As mass inoculation against COVID-19 is underway across the country, advocates for the elderly are pushing to prioritize at-home vaccinations in order to protect the health of older, homebound adults.
"Those who are homebound are just as high-risk for hospitalization and death as any other older adult," said Dr. Steven Landers, the CEO of Visiting Nurse Association Health Group, a New Jersey-based independent provider of home health, hospice and community-based care. "They are visited by families, by health care professionals. They deserve to be protected."
In a letter sent Tuesday to the White House COVID-19 Response Team, a group of advocates including officials with the American Health Care Association and National Center for Assisted Living (AHCA/NCAL), which represents more than 14,000 long-term care facilities, urged the Biden administration to prioritize vulnerable individuals, including the homebound.
"No provisions have been made to get them vaccinated," the letter said. "We must not lose focus on the most vulnerable elders."
But Paul Downey, the CEO of Serving Seniors, a nonprofit organization dedicated to helping seniors in poverty, told ABC News that "simply prioritizing seniors for vaccinations is not enough."
"Proactively facilitating distribution to homebound, rural, and diverse senior populations is vital," Downey said. "We have been advocating for months for those among our most vulnerable populations to be a top priority to receive COVID-19 vaccinations, especially homebound, low-income, and homeless seniors."
"They've begged us for help to get the vaccine," he said.
According to the Centers for Disease Control and Prevention, the proper storage of vaccines to ensure safe and effective vaccination is one of the many challenges that comes with inoculating people who are homebound.
Courtney Armbruster, a spokesperson for Nascentia Health in Syracuse, New York, told ABC News that because vaccine vials contain multiple doses, all of the doses must be drawn and administered within several hours. The challenge, she said, is arranging vaccinations within a narrow geographic area to ensure that every dose is used.
But Armbruster added that because the Johnson & Johnson vaccine only requires standard refrigeration, as opposed to the freezing required by the Moderna and Pfizer-BioNTech vaccines, there is hope that it will make at-home vaccinations easier to do.

◇ ◇ ◇ ◇

• _ACTIVITY A_
In the article on at-home COVID-19 vaccination, what kind of storage does the Johnson & Johnson vaccine require?
• _ACTIVITY B_
Please list every person the article on at-home COVID-19 vaccination names as a source of statements, with the organization each represents.

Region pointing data
◇ ◇ ◇ ◇

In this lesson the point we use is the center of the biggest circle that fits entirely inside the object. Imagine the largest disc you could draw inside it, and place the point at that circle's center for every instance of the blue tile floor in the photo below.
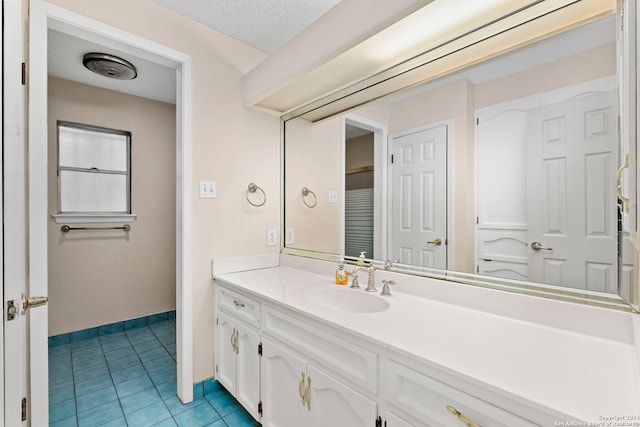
(128, 378)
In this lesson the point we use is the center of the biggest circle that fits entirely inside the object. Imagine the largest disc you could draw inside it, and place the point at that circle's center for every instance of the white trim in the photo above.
(380, 214)
(449, 123)
(235, 264)
(42, 16)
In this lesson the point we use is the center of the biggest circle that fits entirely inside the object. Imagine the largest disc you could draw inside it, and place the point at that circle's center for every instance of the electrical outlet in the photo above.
(272, 237)
(208, 190)
(289, 236)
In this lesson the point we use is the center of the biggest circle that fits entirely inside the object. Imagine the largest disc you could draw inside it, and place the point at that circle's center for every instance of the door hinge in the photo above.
(12, 310)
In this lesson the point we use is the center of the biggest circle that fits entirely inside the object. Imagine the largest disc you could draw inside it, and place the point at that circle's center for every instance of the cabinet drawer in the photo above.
(240, 306)
(426, 399)
(339, 356)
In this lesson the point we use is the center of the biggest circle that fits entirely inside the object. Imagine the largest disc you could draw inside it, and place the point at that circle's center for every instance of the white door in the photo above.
(419, 197)
(571, 199)
(248, 379)
(15, 343)
(282, 388)
(334, 404)
(225, 351)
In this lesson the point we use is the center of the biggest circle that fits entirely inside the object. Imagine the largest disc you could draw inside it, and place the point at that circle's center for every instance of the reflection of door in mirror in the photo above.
(419, 197)
(359, 191)
(561, 146)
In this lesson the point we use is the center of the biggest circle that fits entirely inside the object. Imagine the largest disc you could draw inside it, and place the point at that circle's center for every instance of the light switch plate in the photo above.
(208, 190)
(272, 237)
(289, 236)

◇ ◇ ◇ ◇

• _EXERCISE SOLUTION A_
Standard refrigeration.

• _EXERCISE SOLUTION B_
- Dr. Steven Landers, Visiting Nurse Association Health Group
- Paul Downey, Serving Seniors
- Courtney Armbruster, Nascentia Health